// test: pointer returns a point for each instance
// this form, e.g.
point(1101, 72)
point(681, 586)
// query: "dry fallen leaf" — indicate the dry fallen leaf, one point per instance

TASK
Copy every line of the records word for word.

TASK RESPONSE
// test: pointer returns a point for each instance
// this form, e.g.
point(1101, 72)
point(681, 586)
// query: "dry fallen leaf" — indicate the dry fallen leaf, one point per instance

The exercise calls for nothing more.